EXERCISE OBJECTIVE → In the material below, copy out the lines from the one containing "cord, giving x and y for each instance?" through the one containing "(645, 1036)", including both of those lines, and output only those lines.

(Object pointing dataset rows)
☆ ☆ ☆ ☆

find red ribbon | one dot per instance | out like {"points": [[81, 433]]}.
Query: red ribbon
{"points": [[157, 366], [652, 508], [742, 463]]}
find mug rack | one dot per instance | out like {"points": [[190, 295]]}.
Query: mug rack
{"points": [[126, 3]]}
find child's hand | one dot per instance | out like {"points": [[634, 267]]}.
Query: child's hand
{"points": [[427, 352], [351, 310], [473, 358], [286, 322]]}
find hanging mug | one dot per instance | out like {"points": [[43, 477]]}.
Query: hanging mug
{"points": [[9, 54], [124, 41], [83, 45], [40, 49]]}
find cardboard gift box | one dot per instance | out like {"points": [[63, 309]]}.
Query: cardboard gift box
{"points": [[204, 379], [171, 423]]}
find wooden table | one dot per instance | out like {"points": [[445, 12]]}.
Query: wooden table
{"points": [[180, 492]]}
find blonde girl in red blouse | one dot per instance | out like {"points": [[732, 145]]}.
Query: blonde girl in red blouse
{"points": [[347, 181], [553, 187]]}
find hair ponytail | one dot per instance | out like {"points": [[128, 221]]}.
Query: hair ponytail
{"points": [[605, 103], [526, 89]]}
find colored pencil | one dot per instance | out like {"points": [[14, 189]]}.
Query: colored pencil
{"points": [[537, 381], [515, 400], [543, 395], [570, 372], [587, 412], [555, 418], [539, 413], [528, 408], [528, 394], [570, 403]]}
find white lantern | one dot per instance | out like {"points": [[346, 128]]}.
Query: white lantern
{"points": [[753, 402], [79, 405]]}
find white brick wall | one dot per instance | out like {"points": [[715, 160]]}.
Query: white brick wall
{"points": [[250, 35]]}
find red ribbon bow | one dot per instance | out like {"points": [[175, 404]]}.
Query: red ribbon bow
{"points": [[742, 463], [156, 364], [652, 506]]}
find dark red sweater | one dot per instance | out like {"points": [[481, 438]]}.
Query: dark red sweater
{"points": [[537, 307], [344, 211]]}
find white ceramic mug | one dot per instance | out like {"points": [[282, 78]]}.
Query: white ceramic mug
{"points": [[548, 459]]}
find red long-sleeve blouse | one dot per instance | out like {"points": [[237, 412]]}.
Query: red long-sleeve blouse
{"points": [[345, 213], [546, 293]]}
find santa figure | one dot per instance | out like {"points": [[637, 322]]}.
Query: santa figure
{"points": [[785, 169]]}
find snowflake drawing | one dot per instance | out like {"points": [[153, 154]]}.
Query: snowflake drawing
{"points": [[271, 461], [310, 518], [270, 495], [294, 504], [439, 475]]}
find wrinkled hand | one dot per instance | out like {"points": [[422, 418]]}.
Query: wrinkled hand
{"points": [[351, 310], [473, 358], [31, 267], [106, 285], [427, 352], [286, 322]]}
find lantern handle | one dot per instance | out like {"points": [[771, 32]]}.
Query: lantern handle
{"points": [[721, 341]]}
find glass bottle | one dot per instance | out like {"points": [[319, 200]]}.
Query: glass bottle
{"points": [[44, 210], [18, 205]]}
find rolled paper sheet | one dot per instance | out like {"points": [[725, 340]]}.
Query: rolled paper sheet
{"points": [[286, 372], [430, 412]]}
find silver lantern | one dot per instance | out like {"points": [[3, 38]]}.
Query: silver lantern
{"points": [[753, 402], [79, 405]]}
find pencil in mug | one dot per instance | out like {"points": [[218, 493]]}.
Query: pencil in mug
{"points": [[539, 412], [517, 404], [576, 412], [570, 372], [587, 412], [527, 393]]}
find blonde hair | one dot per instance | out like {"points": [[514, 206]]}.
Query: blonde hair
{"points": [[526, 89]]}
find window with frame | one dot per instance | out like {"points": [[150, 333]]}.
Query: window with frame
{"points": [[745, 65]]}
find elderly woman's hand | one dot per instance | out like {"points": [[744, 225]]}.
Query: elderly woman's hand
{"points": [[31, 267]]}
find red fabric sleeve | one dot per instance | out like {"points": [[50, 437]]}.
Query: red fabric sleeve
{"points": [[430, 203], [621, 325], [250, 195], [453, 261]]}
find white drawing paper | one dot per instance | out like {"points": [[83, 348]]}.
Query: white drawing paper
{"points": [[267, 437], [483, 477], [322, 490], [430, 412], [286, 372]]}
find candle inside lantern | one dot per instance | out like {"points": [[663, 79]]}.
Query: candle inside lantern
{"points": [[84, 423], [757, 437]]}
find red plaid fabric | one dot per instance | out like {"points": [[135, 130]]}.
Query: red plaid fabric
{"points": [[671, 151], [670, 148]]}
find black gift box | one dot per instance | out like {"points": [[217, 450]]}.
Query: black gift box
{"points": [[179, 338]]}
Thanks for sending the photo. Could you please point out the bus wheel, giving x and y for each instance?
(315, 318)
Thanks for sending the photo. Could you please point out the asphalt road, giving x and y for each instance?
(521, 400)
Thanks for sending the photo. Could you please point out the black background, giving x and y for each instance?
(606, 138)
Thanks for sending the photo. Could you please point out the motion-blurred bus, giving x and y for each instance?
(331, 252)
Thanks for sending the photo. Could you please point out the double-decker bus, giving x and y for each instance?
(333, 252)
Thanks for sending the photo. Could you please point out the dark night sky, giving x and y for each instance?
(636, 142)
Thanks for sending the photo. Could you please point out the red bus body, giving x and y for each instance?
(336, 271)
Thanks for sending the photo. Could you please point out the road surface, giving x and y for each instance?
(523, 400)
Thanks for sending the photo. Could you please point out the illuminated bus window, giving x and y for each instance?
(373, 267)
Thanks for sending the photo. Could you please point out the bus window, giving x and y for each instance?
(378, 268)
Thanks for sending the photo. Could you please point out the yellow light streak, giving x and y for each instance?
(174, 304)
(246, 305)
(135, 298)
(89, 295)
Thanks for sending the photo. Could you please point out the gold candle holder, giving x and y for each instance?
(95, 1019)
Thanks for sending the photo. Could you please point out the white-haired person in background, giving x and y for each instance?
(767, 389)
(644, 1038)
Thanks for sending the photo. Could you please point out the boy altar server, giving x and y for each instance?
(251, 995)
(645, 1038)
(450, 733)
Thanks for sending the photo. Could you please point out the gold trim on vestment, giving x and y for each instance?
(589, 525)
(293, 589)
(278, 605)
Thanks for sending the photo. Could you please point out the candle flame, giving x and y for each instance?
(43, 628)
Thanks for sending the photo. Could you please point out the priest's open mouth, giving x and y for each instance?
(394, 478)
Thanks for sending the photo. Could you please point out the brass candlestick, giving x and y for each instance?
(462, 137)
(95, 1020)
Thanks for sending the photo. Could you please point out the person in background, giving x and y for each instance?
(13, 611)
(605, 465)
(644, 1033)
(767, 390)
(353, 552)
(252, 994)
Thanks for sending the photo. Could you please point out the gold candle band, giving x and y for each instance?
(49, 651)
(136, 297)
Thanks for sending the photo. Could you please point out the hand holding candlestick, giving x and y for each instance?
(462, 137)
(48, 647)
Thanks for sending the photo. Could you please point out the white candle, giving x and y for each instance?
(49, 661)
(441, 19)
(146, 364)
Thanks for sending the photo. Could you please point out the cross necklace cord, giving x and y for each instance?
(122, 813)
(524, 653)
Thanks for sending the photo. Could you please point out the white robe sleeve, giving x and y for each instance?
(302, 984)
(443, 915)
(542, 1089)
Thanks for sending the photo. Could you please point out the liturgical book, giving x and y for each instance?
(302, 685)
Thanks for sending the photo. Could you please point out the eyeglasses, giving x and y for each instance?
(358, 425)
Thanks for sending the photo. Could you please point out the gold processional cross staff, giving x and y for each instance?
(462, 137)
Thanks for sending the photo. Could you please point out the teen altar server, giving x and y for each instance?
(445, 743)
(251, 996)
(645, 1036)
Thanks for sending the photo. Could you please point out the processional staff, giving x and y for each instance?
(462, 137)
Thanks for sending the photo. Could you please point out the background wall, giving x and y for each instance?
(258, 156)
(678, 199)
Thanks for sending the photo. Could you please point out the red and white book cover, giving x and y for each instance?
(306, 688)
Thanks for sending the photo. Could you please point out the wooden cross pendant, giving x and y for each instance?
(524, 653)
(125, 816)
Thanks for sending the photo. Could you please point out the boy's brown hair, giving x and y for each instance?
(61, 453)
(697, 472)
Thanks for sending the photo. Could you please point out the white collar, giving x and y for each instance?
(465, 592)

☆ ☆ ☆ ☆

TASK RESULT →
Thanks for sending the photo. Could you please point out the cross necklace cord, giving x and y for each instance?
(122, 813)
(524, 653)
Thanks for sending the photo. Could you please point out the white robe sleeve, giving x and y for each instance?
(302, 984)
(443, 915)
(542, 1089)
Thanks for sending the photo. Could you please point out the liturgical book, giving x and y for each instance?
(302, 685)
Thanks for sending the photo. Could you please point out the eyeglasses, giving x and y for each instance?
(358, 425)
Thanks for sending the photo. Could you please point out the gold processional cross staff, giving x and y for each instance?
(462, 137)
Thanks for sending the photo. Could you please point out the teen altar server, giving x and y for each instance?
(445, 743)
(251, 996)
(645, 1036)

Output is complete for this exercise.